— START Excerpted data —

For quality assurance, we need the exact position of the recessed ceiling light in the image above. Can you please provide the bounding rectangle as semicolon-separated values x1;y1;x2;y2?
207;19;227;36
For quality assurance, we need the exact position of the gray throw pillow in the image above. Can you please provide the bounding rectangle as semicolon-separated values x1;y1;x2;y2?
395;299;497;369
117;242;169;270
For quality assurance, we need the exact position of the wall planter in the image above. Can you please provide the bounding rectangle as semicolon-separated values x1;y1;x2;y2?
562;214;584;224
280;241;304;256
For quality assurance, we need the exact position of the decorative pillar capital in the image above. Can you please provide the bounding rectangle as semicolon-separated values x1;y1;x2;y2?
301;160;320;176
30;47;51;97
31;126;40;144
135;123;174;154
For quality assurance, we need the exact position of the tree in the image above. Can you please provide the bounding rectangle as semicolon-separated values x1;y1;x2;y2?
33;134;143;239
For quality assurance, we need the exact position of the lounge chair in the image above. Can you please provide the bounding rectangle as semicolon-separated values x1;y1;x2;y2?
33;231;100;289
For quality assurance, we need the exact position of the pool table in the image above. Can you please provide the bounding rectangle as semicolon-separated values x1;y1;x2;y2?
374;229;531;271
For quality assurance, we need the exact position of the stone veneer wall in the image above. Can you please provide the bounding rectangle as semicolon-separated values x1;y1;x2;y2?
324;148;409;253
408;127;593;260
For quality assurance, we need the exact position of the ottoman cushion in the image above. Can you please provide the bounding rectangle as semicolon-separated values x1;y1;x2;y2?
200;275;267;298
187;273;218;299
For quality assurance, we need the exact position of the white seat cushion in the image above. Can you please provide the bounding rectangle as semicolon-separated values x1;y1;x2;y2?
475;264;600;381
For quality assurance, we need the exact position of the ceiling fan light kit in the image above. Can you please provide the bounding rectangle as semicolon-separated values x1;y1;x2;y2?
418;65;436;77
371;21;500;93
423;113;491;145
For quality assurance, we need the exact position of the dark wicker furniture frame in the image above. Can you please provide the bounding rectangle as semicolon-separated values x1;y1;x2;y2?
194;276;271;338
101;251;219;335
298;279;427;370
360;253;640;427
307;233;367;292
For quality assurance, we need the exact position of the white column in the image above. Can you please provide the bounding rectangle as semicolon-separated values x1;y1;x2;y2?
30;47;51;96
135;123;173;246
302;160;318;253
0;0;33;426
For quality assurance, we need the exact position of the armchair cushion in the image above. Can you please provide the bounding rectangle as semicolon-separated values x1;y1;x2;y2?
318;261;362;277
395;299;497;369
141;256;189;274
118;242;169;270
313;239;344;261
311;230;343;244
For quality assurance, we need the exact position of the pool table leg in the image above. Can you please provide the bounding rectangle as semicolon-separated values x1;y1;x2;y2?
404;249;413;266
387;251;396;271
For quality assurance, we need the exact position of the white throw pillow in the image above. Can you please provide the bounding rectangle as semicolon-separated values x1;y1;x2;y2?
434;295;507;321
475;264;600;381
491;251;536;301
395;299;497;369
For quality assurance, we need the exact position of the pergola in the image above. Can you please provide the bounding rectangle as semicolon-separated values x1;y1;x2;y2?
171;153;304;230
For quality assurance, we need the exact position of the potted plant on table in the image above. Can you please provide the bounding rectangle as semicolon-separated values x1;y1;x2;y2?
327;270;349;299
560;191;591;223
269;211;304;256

— END Excerpted data —

Render every line of the listing above as a Markdown table with the columns "Row" and "Line", numbering the rows in order and leaving out any blank lines.

| Row | Line |
|---|---|
| 1 | For quality assurance, we need the exact position of the recessed ceiling light in the image above. Can you please provide the bounding rectangle as semicolon-separated values x1;y1;x2;y2? |
| 2 | 207;19;227;36 |
| 3 | For quality assurance, we need the exact position of the gray throw pillow in the image above. Can you please provide the bounding rectangle as semicolon-separated values x1;y1;x2;y2? |
| 4 | 395;299;497;369 |
| 5 | 117;242;169;270 |
| 6 | For quality assurance, we need the exact position of the wall planter in the image above. Can you please provide the bounding rectangle as semicolon-separated values x1;y1;x2;y2? |
| 7 | 562;214;584;224 |
| 8 | 280;241;304;256 |
| 9 | For quality assurance, we need the exact position of the decorative pillar capital in the image above. Can you please provide the bounding rectangle as semicolon-separated values x1;y1;x2;y2? |
| 10 | 301;160;320;176 |
| 11 | 30;47;51;97 |
| 12 | 31;126;40;144 |
| 13 | 135;123;174;154 |
| 14 | For quality assurance, we need the exact position of the tree in the image above. Can you please provide the bounding rectangle as semicolon-separated values x1;y1;x2;y2? |
| 15 | 33;134;143;239 |
| 16 | For quality assurance, we need the exact position of the lounge chair in the image above. Can you please provide the bounding rectangle as semicolon-separated values x1;y1;x2;y2? |
| 17 | 33;231;100;289 |
| 18 | For quality assurance, we need the exact position of the pool table in the image above. Can you please provide the bounding rectangle as semicolon-separated values x1;y1;x2;y2? |
| 19 | 374;229;531;271 |
| 20 | For quality assurance, we need the exact position of the stone veneer wall in the image above. Can you please provide the bounding rectangle as semicolon-separated values x1;y1;x2;y2? |
| 21 | 324;148;409;253 |
| 22 | 408;127;593;260 |
| 23 | For quality assurance, we need the exact position of the ottoman cushion in the image above. Can you please provide the bounding rectangle as semicolon-separated values x1;y1;x2;y2? |
| 24 | 200;275;267;298 |
| 25 | 187;273;218;299 |
| 26 | For quality assurance, we need the exact position of the white seat cushion in the image above. Can you please provide the bounding rectangle as semicolon-separated values x1;y1;x2;y2? |
| 27 | 475;264;600;381 |
| 28 | For quality assurance, we need the exact position of the ceiling fan light kit in the image above. Can you please provide the bounding rectangle as semicolon-separated values x1;y1;x2;y2? |
| 29 | 418;65;436;77 |
| 30 | 371;21;500;93 |
| 31 | 423;113;491;145 |
| 32 | For quality assurance, we need the exact position of the dark wicker furniture frame in the image above. Can you please provide the bounding rectangle as semicolon-separated values x1;y1;x2;y2? |
| 33 | 194;276;271;338 |
| 34 | 101;251;219;335 |
| 35 | 298;279;427;370 |
| 36 | 360;253;640;427 |
| 37 | 307;233;367;292 |
| 38 | For quality assurance, we need the exact position of the white column in the image above. Can you please provide the bounding rectangle as semicolon-separated values x1;y1;x2;y2? |
| 39 | 30;47;51;96 |
| 40 | 135;123;173;246 |
| 41 | 302;160;318;253 |
| 42 | 0;0;33;426 |
| 43 | For quality assurance, we need the exact position of the armchair cushion in the image above. Can you please provide the bounding rectangle as semicolon-separated values x1;y1;x2;y2? |
| 44 | 318;261;362;277 |
| 45 | 395;299;497;369 |
| 46 | 141;256;189;274 |
| 47 | 118;242;169;270 |
| 48 | 313;239;344;261 |
| 49 | 311;230;343;244 |
| 50 | For quality assurance, we need the exact position of the pool table leg in the image above. Can you please provide the bounding rectangle as semicolon-separated values x1;y1;x2;y2? |
| 51 | 404;249;413;266 |
| 52 | 387;251;396;271 |
| 53 | For quality assurance, we need the exact position of the white throw pillow in the image above. Can you please provide the bounding rectangle as semicolon-separated values x1;y1;x2;y2? |
| 54 | 434;295;507;321 |
| 55 | 475;264;600;381 |
| 56 | 491;251;536;301 |
| 57 | 395;299;497;369 |
| 58 | For quality assurance, we need the exact position of the pergola in the image above. Can you please provide the bounding rectangle as semicolon-separated values x1;y1;x2;y2? |
| 59 | 171;153;304;230 |
| 60 | For quality assurance, we need the exact position of the potted plant on table in the image above. Can you please provide the bounding rectangle as semicolon-separated values x1;y1;x2;y2? |
| 61 | 327;270;349;299 |
| 62 | 560;191;591;223 |
| 63 | 269;211;304;256 |